### EXERCISE
Pictures stay out of this copy, which runs from the first line of the material through the line containing "box: [581, 148, 821, 384]".
= Beginning of Section =
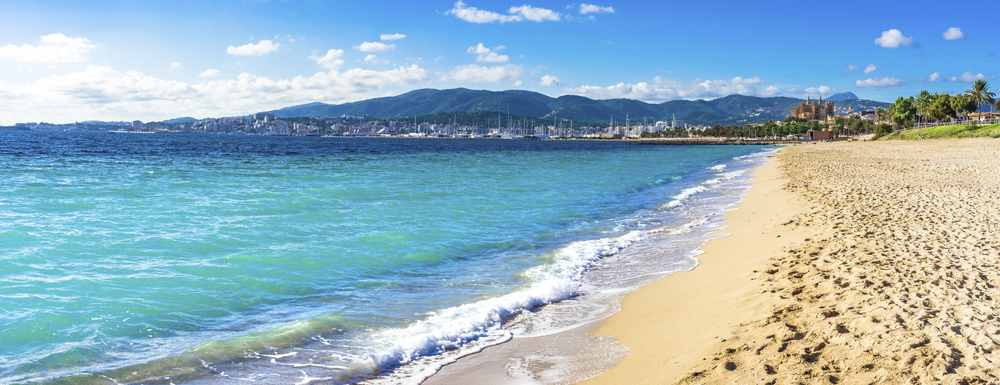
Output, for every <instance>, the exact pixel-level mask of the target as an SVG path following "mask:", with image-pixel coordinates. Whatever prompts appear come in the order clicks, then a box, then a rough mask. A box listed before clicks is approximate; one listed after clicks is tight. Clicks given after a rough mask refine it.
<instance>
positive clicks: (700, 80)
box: [563, 76, 780, 102]
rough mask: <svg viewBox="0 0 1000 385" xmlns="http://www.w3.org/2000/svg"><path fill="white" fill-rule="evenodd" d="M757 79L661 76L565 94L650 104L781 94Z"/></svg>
mask: <svg viewBox="0 0 1000 385" xmlns="http://www.w3.org/2000/svg"><path fill="white" fill-rule="evenodd" d="M764 84H765V81H764V80H761V79H760V78H758V77H754V78H742V77H735V78H732V79H726V80H704V79H694V80H691V81H690V82H687V83H682V82H678V81H675V80H672V79H666V78H661V77H659V76H657V77H655V78H653V79H652V80H650V81H648V82H640V83H636V84H631V83H618V84H616V85H612V86H607V87H601V86H581V87H570V88H565V89H564V90H563V92H564V94H570V95H580V96H586V97H589V98H591V99H616V98H629V99H637V100H643V101H647V102H662V101H667V100H674V99H714V98H719V97H723V96H728V95H732V94H740V95H751V96H774V95H777V94H778V93H779V92H780V91H779V90H778V87H775V86H765V85H764Z"/></svg>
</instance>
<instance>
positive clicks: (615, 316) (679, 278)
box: [581, 148, 821, 384]
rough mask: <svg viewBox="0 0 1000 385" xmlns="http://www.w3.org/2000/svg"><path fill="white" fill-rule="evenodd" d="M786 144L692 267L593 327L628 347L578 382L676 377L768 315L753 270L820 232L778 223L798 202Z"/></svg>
mask: <svg viewBox="0 0 1000 385" xmlns="http://www.w3.org/2000/svg"><path fill="white" fill-rule="evenodd" d="M785 151H787V148H785V149H782V150H780V151H778V153H777V154H776V155H775V158H772V159H771V160H770V161H768V162H767V163H766V164H764V165H762V166H760V167H759V168H757V170H755V171H754V179H753V180H751V183H752V184H753V187H752V188H751V189H750V191H749V192H747V195H746V196H745V197H744V200H743V202H741V203H740V204H739V209H738V210H734V211H730V212H728V213H727V216H728V221H727V222H726V223H725V226H726V228H725V229H723V230H722V231H721V233H723V234H728V236H725V237H722V238H717V239H712V240H710V241H708V243H706V244H705V245H704V246H702V248H701V250H702V251H704V254H701V255H700V256H699V257H698V258H699V259H700V261H701V262H700V263H699V265H698V267H697V268H695V269H693V270H691V271H687V272H680V273H676V274H672V275H670V276H668V277H665V278H663V279H661V280H659V281H656V282H654V283H652V284H649V285H646V286H644V287H642V288H641V289H639V290H638V291H635V292H632V293H630V294H628V295H627V296H626V297H625V300H624V301H622V310H621V311H620V312H618V313H616V314H614V315H612V316H611V317H609V318H608V319H607V320H605V321H604V323H603V324H602V325H601V326H600V327H598V328H597V329H596V330H595V331H594V333H595V334H597V335H606V336H611V337H614V338H615V339H617V340H618V341H619V342H620V343H622V344H624V345H625V346H627V347H628V348H629V354H628V355H627V356H626V357H625V358H624V359H623V360H622V361H621V362H619V363H618V364H617V365H615V366H614V367H613V368H612V369H611V370H609V371H607V372H605V373H603V374H601V375H599V376H597V377H594V378H591V379H589V380H586V381H583V382H581V383H582V384H626V383H627V384H643V383H650V384H651V383H656V384H664V383H675V382H677V381H679V380H681V379H682V378H683V376H685V375H686V374H688V372H689V371H691V370H692V369H693V368H695V367H696V366H697V365H699V364H701V363H702V362H703V360H704V359H705V357H708V356H710V355H711V354H712V353H715V352H717V351H719V350H720V348H721V347H722V346H723V345H724V344H725V343H726V342H727V341H733V340H739V339H740V338H741V337H740V331H739V329H738V326H739V325H740V324H743V323H745V322H749V321H752V320H755V319H758V318H760V317H763V316H766V314H768V311H769V310H771V308H773V307H774V305H773V304H771V303H767V302H766V301H762V299H761V298H759V297H758V296H756V293H757V292H758V291H759V290H758V288H759V287H760V284H759V283H758V277H759V275H758V273H756V270H759V269H760V267H762V266H764V265H765V263H766V262H767V260H768V259H769V258H771V257H772V256H774V255H777V254H778V253H780V252H781V250H782V248H784V247H787V246H789V245H790V244H792V243H794V242H796V240H798V239H802V238H808V237H815V236H816V235H817V234H819V233H820V232H821V230H820V228H819V227H812V228H806V229H794V228H793V229H788V228H786V227H784V226H782V223H785V222H787V221H788V220H790V218H792V217H793V216H795V215H796V214H799V213H800V212H801V208H802V207H803V205H802V202H801V201H800V198H798V197H797V196H795V195H794V194H792V193H790V192H788V191H786V190H784V189H782V187H783V185H784V184H785V180H784V179H783V178H782V175H781V170H780V166H781V161H780V159H781V157H782V156H783V155H784V153H785Z"/></svg>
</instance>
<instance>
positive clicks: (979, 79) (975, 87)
mask: <svg viewBox="0 0 1000 385" xmlns="http://www.w3.org/2000/svg"><path fill="white" fill-rule="evenodd" d="M965 94H966V95H969V97H971V98H972V101H974V102H976V112H980V111H979V109H980V108H979V106H980V105H983V104H993V103H996V96H997V95H996V94H994V93H992V92H990V85H989V84H988V83H986V81H985V80H983V79H979V80H976V81H975V82H973V83H972V89H968V90H965ZM979 118H980V119H982V118H983V114H982V113H980V114H979Z"/></svg>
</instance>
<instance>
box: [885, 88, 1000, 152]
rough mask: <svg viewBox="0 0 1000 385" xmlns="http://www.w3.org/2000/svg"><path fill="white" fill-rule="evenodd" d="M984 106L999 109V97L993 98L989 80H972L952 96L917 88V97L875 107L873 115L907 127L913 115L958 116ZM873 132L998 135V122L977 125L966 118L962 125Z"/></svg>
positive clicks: (911, 139) (917, 134)
mask: <svg viewBox="0 0 1000 385" xmlns="http://www.w3.org/2000/svg"><path fill="white" fill-rule="evenodd" d="M983 105H992V106H993V107H995V108H1000V100H997V99H996V94H995V93H993V92H990V85H989V83H987V82H986V81H985V80H982V79H979V80H976V81H975V82H972V83H971V84H970V87H969V88H968V89H966V90H965V93H963V94H959V95H955V96H952V95H950V94H947V93H944V94H942V93H934V94H931V93H930V92H929V91H926V90H924V91H920V94H918V95H917V96H916V98H914V97H913V96H911V97H909V98H903V97H899V98H897V99H896V102H895V103H893V104H892V105H889V106H888V107H887V108H886V109H885V110H877V111H876V112H875V116H876V120H878V121H882V122H884V121H886V118H890V117H891V119H892V123H893V124H895V125H896V126H897V127H902V128H906V127H913V126H914V122H913V118H914V117H916V118H918V119H920V120H921V121H924V122H926V121H928V120H938V121H941V120H950V119H958V118H960V117H961V116H962V115H966V114H968V113H972V112H983V111H981V110H982V106H983ZM875 134H876V139H879V138H882V139H884V140H916V139H918V138H924V139H934V138H997V137H1000V124H991V125H986V126H979V125H978V123H977V122H976V121H975V120H968V121H967V123H965V124H958V125H942V126H938V127H925V128H916V129H909V130H905V131H902V132H896V133H890V132H883V130H876V131H875Z"/></svg>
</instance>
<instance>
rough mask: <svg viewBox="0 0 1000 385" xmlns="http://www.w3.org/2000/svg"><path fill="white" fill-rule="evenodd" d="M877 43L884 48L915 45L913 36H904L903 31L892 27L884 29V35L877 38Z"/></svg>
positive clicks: (876, 40) (876, 41)
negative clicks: (894, 28) (911, 36)
mask: <svg viewBox="0 0 1000 385" xmlns="http://www.w3.org/2000/svg"><path fill="white" fill-rule="evenodd" d="M875 44H877V45H879V46H881V47H882V48H899V47H902V46H910V45H913V38H912V37H906V36H903V33H902V32H900V31H899V30H898V29H890V30H888V31H882V37H877V38H875Z"/></svg>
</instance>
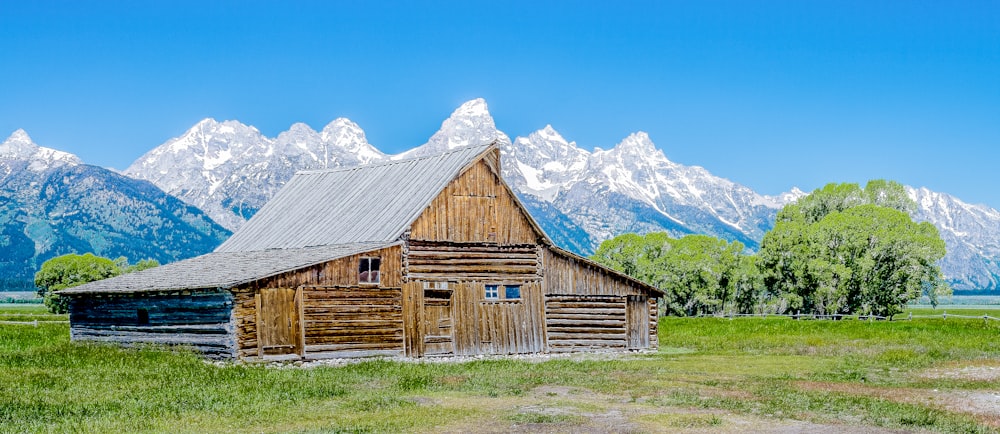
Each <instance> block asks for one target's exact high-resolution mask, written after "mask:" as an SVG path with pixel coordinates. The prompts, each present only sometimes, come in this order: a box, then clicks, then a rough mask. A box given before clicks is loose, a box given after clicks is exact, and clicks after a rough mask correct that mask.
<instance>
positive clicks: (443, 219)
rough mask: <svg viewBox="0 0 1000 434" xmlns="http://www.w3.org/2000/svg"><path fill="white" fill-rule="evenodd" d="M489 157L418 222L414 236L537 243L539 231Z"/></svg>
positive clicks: (454, 181)
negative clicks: (524, 210)
mask: <svg viewBox="0 0 1000 434" xmlns="http://www.w3.org/2000/svg"><path fill="white" fill-rule="evenodd" d="M501 182H503V181H501V179H500V177H498V176H497V175H496V173H495V172H494V170H493V169H491V168H490V162H488V161H487V159H486V158H484V159H483V160H480V161H478V162H476V163H475V164H473V165H472V166H471V167H470V168H469V169H467V170H466V171H465V172H463V173H462V174H461V175H459V176H458V178H456V179H455V180H454V181H452V182H451V183H450V184H448V186H447V187H445V189H444V190H443V191H442V192H441V193H440V194H439V195H438V196H437V197H436V198H434V200H433V201H432V202H431V204H430V206H428V207H427V209H426V210H425V211H424V212H423V214H421V215H420V217H418V218H417V220H416V221H414V223H413V225H412V226H411V228H410V239H412V240H426V241H452V242H472V243H498V244H503V245H508V244H535V243H537V242H538V239H539V236H540V234H538V233H537V232H536V231H535V229H534V227H532V225H531V222H530V221H529V220H528V217H527V216H526V215H525V212H524V210H522V209H521V207H520V206H518V204H517V201H516V199H515V198H514V197H513V195H512V194H511V193H510V190H509V189H508V188H506V187H505V186H504V185H502V184H501Z"/></svg>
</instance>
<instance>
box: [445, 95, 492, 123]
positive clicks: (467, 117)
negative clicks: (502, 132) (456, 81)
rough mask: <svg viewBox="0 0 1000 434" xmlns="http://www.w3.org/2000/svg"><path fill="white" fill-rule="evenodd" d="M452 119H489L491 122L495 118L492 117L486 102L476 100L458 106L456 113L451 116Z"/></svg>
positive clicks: (464, 103) (483, 100)
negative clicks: (481, 118)
mask: <svg viewBox="0 0 1000 434" xmlns="http://www.w3.org/2000/svg"><path fill="white" fill-rule="evenodd" d="M451 117H452V118H455V117H464V118H479V117H484V118H485V117H488V118H490V121H492V120H493V118H492V117H491V116H490V110H489V107H487V105H486V100H485V99H483V98H476V99H474V100H471V101H466V102H465V103H463V104H462V105H460V106H458V108H457V109H455V111H454V112H452V114H451Z"/></svg>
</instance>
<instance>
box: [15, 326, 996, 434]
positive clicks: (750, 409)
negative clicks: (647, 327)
mask: <svg viewBox="0 0 1000 434" xmlns="http://www.w3.org/2000/svg"><path fill="white" fill-rule="evenodd" d="M951 313H952V311H951V310H949V314H951ZM967 313H968V314H970V315H975V313H973V311H970V312H967ZM954 314H966V312H960V311H958V310H957V309H956V310H955V312H954ZM993 314H994V316H998V315H996V311H994V313H993ZM904 316H905V314H904ZM10 318H22V319H24V318H32V319H35V318H38V319H53V320H59V319H60V318H65V317H64V316H47V315H44V310H43V308H39V307H37V306H34V307H29V308H25V307H21V306H17V307H0V321H10ZM659 332H660V349H659V350H658V351H656V352H651V353H645V354H630V355H621V356H619V355H608V354H599V355H574V356H570V357H552V358H545V357H536V358H526V359H522V360H510V359H483V360H474V361H467V362H462V363H458V362H451V363H440V362H423V363H417V362H407V361H393V360H368V361H363V362H360V363H352V364H346V365H341V366H318V367H310V368H297V367H292V366H284V367H276V366H275V365H253V364H222V365H218V364H213V363H206V362H204V361H202V360H201V359H200V358H198V357H197V356H195V355H194V354H190V353H184V352H174V351H163V350H158V349H142V350H139V349H130V350H121V349H118V348H114V347H109V346H102V345H91V344H76V343H71V342H69V336H68V326H67V325H66V324H65V323H42V325H40V326H38V327H34V326H25V325H4V324H0V431H3V432H25V431H27V432H70V431H72V432H114V431H119V432H121V431H124V432H134V431H147V432H149V431H152V432H233V431H239V432H247V431H253V432H400V431H403V432H508V431H542V432H684V431H691V432H747V431H758V432H759V431H782V432H815V431H824V432H830V431H833V432H881V431H885V432H898V431H932V432H935V431H936V432H998V431H1000V322H998V321H989V322H987V321H983V320H981V319H979V320H965V319H952V318H949V319H947V320H944V319H915V320H913V321H892V322H887V321H878V322H860V321H795V320H790V319H781V318H770V319H760V318H747V319H734V320H729V319H714V318H700V319H683V318H665V319H663V320H661V322H660V330H659Z"/></svg>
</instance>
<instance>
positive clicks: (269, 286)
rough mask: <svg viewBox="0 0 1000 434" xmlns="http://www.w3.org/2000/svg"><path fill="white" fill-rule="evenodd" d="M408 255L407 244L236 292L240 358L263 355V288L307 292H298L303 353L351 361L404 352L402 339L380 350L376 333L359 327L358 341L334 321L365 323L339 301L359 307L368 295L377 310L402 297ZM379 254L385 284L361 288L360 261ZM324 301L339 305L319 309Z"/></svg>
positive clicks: (235, 326) (379, 268)
mask: <svg viewBox="0 0 1000 434" xmlns="http://www.w3.org/2000/svg"><path fill="white" fill-rule="evenodd" d="M402 252H403V249H402V247H401V246H392V247H387V248H384V249H379V250H375V251H372V252H366V253H362V254H358V255H352V256H348V257H345V258H340V259H336V260H333V261H328V262H325V263H322V264H318V265H314V266H311V267H306V268H302V269H299V270H295V271H291V272H288V273H283V274H279V275H277V276H273V277H270V278H267V279H262V280H258V281H255V282H252V283H249V284H246V285H243V286H240V287H238V288H234V289H233V290H232V292H233V304H234V308H233V324H234V329H235V334H236V342H237V354H238V355H239V357H251V358H253V357H260V356H261V355H260V354H259V352H258V349H259V342H258V336H259V335H258V330H257V324H258V316H257V315H258V310H257V300H256V295H257V294H259V293H260V289H261V288H301V289H298V290H299V291H301V294H302V296H301V302H300V303H301V306H300V309H301V310H300V312H301V318H302V328H303V336H302V339H303V345H304V347H305V348H304V349H300V352H301V353H303V354H304V355H305V356H306V357H312V358H323V357H340V356H347V357H350V356H359V355H364V354H366V353H367V352H371V351H375V352H379V351H384V352H396V353H398V352H399V351H401V350H402V344H401V342H399V341H398V339H397V340H392V339H390V340H388V341H386V345H385V347H384V348H373V347H374V346H372V345H368V344H370V343H371V342H370V341H371V340H373V339H376V338H372V337H370V336H371V334H370V330H361V329H359V331H358V333H357V334H356V336H357V339H355V340H353V341H352V340H351V339H349V338H348V337H347V336H346V335H345V333H346V332H347V330H348V329H346V328H343V327H340V328H338V327H337V326H336V325H335V322H334V320H335V319H336V318H340V319H346V320H349V321H355V320H358V321H360V320H361V317H362V316H364V314H363V313H360V312H354V313H348V312H345V311H344V310H343V309H346V308H343V306H340V305H337V304H336V303H340V304H341V305H342V304H345V303H355V302H358V301H359V300H360V298H361V297H363V296H364V295H365V294H367V295H371V296H372V297H373V299H372V300H371V301H372V306H374V305H376V304H379V303H384V302H385V297H387V296H389V294H396V295H395V296H394V297H396V298H397V299H398V298H399V288H400V287H401V286H402V281H403V272H402ZM376 256H377V257H379V258H381V263H380V267H379V269H380V272H379V273H380V278H379V283H378V284H377V285H374V284H372V285H368V284H364V285H361V284H359V283H358V263H359V260H360V258H362V257H376ZM383 291H385V292H383ZM310 297H312V298H310ZM321 300H326V302H331V303H334V305H333V306H331V307H330V308H329V309H328V310H326V311H320V310H316V309H320V308H319V307H318V306H319V305H320V304H322V303H323V301H321ZM338 309H340V310H338ZM373 309H374V308H373ZM376 310H377V309H376ZM373 313H376V314H377V313H378V312H376V311H373ZM352 315H353V316H352ZM378 327H380V326H376V328H378ZM365 333H369V334H368V335H366V334H365ZM364 336H369V337H364ZM393 339H395V338H393ZM338 354H340V355H338Z"/></svg>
= End of Section =
### WRITTEN RESPONSE
Output, for every <instance>, the exact pixel-level mask of the target as an SVG path following "mask:", with image-pixel coordinates. Whatever prompts appear come in the order clicks, then a box, then a rough mask. A box listed before clicks is approximate; one listed after clicks is tight. Clicks given after a rough mask refine it.
<instance>
positive clicks: (700, 80)
box: [563, 76, 780, 102]
rough mask: <svg viewBox="0 0 1000 385" xmlns="http://www.w3.org/2000/svg"><path fill="white" fill-rule="evenodd" d="M757 79L661 76L565 94L650 104L781 94Z"/></svg>
mask: <svg viewBox="0 0 1000 385" xmlns="http://www.w3.org/2000/svg"><path fill="white" fill-rule="evenodd" d="M764 84H765V81H764V80H761V79H760V78H758V77H754V78H742V77H735V78H732V79H726V80H704V79H694V80H691V81H690V82H687V83H682V82H678V81H675V80H672V79H666V78H661V77H659V76H657V77H655V78H653V79H652V80H650V81H648V82H640V83H636V84H631V83H618V84H616V85H612V86H607V87H601V86H581V87H570V88H565V89H564V90H563V92H564V94H570V95H580V96H586V97H589V98H591V99H616V98H629V99H637V100H643V101H647V102H662V101H667V100H674V99H714V98H719V97H723V96H728V95H732V94H740V95H751V96H774V95H777V94H778V93H779V92H780V91H779V90H778V87H775V86H765V85H764Z"/></svg>
</instance>
<instance>
positive clicks: (615, 316) (679, 278)
box: [581, 148, 821, 384]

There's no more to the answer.